Panarchistic Architecture :: Chapter #6 [6.2]

Citation: Sterry, M. L., (2018) Panarchistic Architecture: Building Wildland-Urban Interface Resilience to Wildfire through Design Thinking, Practice and Building Codes Modelled on Ecological Systems Theory. PhD Thesis, Advanced Virtual and Technological Architecture Research [AVATAR] group, University of Greenwich, London. 

6.2.2 Case Study #2: 2003 Southern California Fire Complex

“It was no longer ‘do what you can to protect the structures’ it was ‘do what you can to get these people out and to a place of safety’…”. Fox, 2013.

From its soils to its ecology, to its place and indigenous tribal names, California, and in particular its southern region is laden with geological, ecological, anthropological, and etymological clues that point to a fiery past. But for one species, fire would pose not a problem to the region, that species being H.sapiens, or more specifically, our present wildland urban interface architectural paradigm, which having regionally absorbed an area some 30-fold greater than in the late 1880s (Keeley et al, 2004) is at systemic odds with the regional fire regimes.

PROBLEM
Pick up the passage on the 2003 Southern California fires after its last sentence and carry it forward. The listing that comes next is separate material and has no connection to the passage on the 2003 Southern California fires.

Rows of box annotation data

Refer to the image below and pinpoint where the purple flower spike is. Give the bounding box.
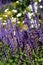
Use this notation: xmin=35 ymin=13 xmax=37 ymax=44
xmin=31 ymin=0 xmax=35 ymax=12
xmin=24 ymin=12 xmax=31 ymax=27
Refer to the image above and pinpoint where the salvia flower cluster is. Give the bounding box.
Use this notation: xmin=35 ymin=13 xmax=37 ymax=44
xmin=0 ymin=0 xmax=43 ymax=62
xmin=0 ymin=12 xmax=43 ymax=55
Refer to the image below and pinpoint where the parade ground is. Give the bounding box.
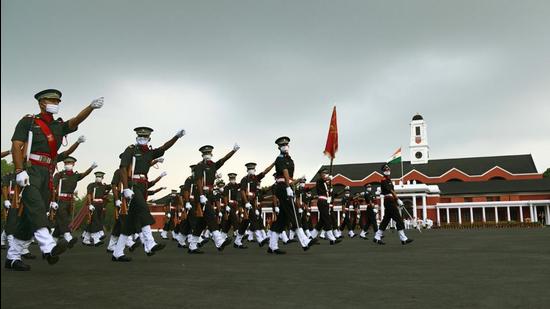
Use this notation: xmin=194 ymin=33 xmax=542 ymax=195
xmin=1 ymin=228 xmax=550 ymax=308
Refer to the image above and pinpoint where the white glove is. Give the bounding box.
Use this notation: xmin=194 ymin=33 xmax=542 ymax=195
xmin=50 ymin=202 xmax=59 ymax=210
xmin=286 ymin=187 xmax=294 ymax=197
xmin=15 ymin=171 xmax=29 ymax=187
xmin=199 ymin=195 xmax=208 ymax=204
xmin=90 ymin=97 xmax=104 ymax=109
xmin=122 ymin=189 xmax=134 ymax=199
xmin=176 ymin=129 xmax=185 ymax=138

RESPONSE
The scientific institutions of the 21st century endowed with sizeably greater real-time environmental data than they of 3-decades ago, that October 2003 would deliver one of the most intense fire seasons in decades came as no surprise, for state-wide, Remote Automated Weather [RAW] station readings read ‘extreme fire-weather’. However, when so many are the variables that impact upon the spread, intensity, and severity of wildfires, none could anticipate the moment-to-moment events as would unfold.

All, as yet identified, sources of ignition within the fire complex human-caused, including the lighting of a signal flare, and two cases of arson, the sCA October 2003 fire complex became emblematic of the dichotomy at the boundary of socio- ecological systems. As several of the region’s fire-adapted landscapes ignited into flame, species of which the reproduction is dependent thereupon propagated the fire through their various pyrotechnic endurer, evader, and resister functional traits, as simultaneously, both regional and national fire crews, comprised men and women from institutions as diverse as military troops, prisoners, and community volunteers mobilised to fight the fires.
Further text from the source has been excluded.